Image-grounded pointing data:
====
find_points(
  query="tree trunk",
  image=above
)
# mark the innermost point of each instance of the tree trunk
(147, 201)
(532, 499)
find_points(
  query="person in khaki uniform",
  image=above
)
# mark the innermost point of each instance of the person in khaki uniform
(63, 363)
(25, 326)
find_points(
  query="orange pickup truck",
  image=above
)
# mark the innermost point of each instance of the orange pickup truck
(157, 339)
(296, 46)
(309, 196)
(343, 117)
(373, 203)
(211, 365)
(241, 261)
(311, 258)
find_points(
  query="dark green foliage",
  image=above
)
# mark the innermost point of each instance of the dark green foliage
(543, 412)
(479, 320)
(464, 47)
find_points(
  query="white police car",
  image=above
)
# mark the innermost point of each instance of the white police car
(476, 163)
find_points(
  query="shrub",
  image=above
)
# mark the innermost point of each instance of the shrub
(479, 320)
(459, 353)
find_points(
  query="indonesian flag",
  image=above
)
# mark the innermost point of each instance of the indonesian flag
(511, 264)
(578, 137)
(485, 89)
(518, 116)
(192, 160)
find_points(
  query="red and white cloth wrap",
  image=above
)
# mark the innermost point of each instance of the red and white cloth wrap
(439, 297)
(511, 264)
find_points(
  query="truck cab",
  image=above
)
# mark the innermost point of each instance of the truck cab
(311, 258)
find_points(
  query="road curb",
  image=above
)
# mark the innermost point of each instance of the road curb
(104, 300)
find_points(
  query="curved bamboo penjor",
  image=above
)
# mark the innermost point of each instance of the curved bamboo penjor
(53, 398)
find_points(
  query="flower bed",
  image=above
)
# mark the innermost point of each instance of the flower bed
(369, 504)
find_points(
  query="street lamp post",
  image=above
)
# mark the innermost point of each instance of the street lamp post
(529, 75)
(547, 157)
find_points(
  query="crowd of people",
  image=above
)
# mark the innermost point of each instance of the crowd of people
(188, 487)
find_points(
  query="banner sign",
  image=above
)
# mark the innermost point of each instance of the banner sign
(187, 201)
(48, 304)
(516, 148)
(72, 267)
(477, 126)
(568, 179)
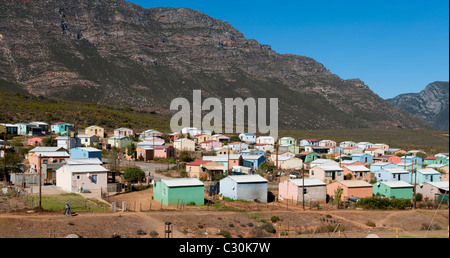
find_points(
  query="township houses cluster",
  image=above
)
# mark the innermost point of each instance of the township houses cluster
(359, 169)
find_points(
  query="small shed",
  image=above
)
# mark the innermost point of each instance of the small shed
(314, 190)
(172, 191)
(350, 188)
(396, 189)
(244, 187)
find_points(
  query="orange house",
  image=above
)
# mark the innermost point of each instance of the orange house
(351, 188)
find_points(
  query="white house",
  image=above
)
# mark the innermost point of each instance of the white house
(77, 178)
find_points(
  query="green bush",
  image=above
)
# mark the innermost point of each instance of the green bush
(377, 203)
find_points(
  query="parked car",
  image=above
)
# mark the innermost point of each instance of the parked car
(294, 175)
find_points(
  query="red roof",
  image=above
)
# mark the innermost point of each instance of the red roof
(198, 162)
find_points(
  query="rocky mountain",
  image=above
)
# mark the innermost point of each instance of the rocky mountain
(115, 52)
(431, 104)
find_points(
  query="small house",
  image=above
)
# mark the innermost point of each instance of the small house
(62, 128)
(312, 142)
(210, 145)
(392, 174)
(312, 189)
(202, 138)
(394, 189)
(381, 165)
(265, 140)
(88, 139)
(120, 141)
(425, 175)
(244, 187)
(350, 188)
(327, 173)
(123, 132)
(80, 178)
(85, 153)
(364, 158)
(253, 161)
(434, 190)
(95, 130)
(184, 144)
(173, 191)
(358, 172)
(68, 142)
(248, 137)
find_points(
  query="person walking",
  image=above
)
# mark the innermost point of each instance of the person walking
(67, 211)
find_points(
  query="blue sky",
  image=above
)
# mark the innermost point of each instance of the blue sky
(394, 46)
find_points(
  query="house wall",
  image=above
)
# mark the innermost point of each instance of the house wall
(73, 182)
(243, 191)
(360, 192)
(173, 195)
(398, 193)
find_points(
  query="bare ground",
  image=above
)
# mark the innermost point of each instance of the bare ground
(145, 215)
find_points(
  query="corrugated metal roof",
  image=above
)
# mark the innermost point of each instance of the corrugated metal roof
(247, 178)
(53, 154)
(428, 171)
(308, 182)
(85, 168)
(178, 182)
(354, 183)
(88, 161)
(396, 184)
(357, 168)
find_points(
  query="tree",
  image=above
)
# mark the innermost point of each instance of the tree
(134, 174)
(337, 196)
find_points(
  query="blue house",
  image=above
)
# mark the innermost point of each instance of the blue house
(28, 129)
(62, 128)
(381, 165)
(411, 159)
(392, 174)
(85, 153)
(364, 158)
(244, 187)
(252, 152)
(426, 175)
(248, 137)
(253, 161)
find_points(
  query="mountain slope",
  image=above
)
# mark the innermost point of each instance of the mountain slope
(431, 104)
(114, 52)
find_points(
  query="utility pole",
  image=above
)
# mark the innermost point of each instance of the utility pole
(40, 178)
(303, 188)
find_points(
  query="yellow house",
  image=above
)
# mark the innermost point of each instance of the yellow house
(95, 130)
(202, 138)
(200, 168)
(225, 151)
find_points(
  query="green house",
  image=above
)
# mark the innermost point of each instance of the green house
(393, 189)
(434, 160)
(172, 191)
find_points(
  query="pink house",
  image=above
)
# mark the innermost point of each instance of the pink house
(211, 145)
(35, 141)
(164, 151)
(122, 132)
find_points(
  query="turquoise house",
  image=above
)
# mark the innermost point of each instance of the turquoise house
(434, 160)
(287, 141)
(394, 189)
(62, 128)
(173, 191)
(426, 175)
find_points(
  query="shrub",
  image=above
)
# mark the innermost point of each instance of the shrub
(269, 228)
(274, 219)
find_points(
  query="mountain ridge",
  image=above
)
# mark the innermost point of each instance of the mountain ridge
(115, 52)
(431, 104)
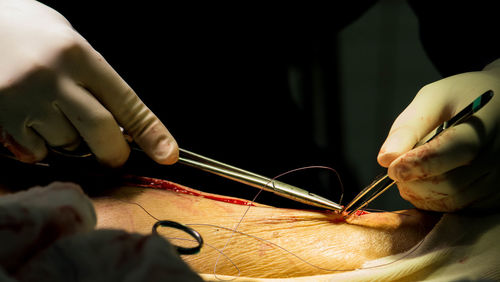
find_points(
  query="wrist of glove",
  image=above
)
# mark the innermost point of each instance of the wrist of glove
(459, 168)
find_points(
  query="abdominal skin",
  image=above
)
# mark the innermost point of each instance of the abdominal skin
(322, 238)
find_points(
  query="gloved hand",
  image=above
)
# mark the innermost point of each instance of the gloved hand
(55, 90)
(460, 167)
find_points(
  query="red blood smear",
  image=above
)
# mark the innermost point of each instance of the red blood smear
(360, 212)
(148, 182)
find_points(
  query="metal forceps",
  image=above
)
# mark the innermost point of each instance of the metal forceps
(381, 184)
(252, 179)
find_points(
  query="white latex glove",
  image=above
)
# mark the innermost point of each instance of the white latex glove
(55, 90)
(460, 167)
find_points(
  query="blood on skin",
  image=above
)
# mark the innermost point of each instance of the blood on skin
(148, 182)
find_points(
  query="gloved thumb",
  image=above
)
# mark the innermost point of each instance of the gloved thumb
(424, 113)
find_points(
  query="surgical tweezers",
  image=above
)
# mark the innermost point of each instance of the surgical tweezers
(255, 180)
(381, 184)
(200, 162)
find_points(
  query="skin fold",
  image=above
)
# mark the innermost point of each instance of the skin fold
(322, 238)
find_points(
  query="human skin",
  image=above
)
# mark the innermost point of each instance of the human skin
(269, 240)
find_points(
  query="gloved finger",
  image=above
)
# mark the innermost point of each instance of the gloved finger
(95, 124)
(448, 192)
(23, 142)
(455, 147)
(130, 112)
(424, 113)
(56, 129)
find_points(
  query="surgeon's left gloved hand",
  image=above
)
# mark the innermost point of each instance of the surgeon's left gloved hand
(460, 167)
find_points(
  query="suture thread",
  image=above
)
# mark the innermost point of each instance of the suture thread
(234, 230)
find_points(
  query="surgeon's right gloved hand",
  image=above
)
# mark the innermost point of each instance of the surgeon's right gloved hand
(56, 90)
(461, 167)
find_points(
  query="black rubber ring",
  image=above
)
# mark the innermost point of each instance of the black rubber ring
(188, 230)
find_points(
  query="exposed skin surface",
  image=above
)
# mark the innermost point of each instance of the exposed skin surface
(322, 238)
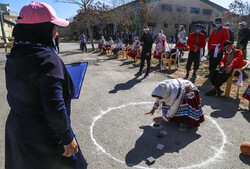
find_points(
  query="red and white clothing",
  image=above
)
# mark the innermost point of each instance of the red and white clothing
(217, 38)
(246, 94)
(161, 46)
(235, 59)
(136, 46)
(182, 42)
(181, 102)
(101, 43)
(108, 45)
(198, 39)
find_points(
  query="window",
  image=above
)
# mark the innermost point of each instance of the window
(182, 9)
(194, 10)
(207, 12)
(152, 24)
(166, 7)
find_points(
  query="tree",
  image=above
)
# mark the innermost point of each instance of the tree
(143, 14)
(122, 15)
(238, 11)
(85, 6)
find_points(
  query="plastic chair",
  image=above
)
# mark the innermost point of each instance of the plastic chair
(169, 60)
(230, 79)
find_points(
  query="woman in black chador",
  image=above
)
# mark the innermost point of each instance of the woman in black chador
(38, 130)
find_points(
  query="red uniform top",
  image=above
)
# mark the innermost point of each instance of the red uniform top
(192, 41)
(218, 38)
(237, 61)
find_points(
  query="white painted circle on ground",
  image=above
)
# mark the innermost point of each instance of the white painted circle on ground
(216, 156)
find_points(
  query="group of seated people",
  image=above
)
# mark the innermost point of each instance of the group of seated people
====
- Assignment
Note every line of the records that holds the word "group", and copy it.

- Exercise solution
  query="group of seated people",
# mark the innermost point of each instance of the group of seated people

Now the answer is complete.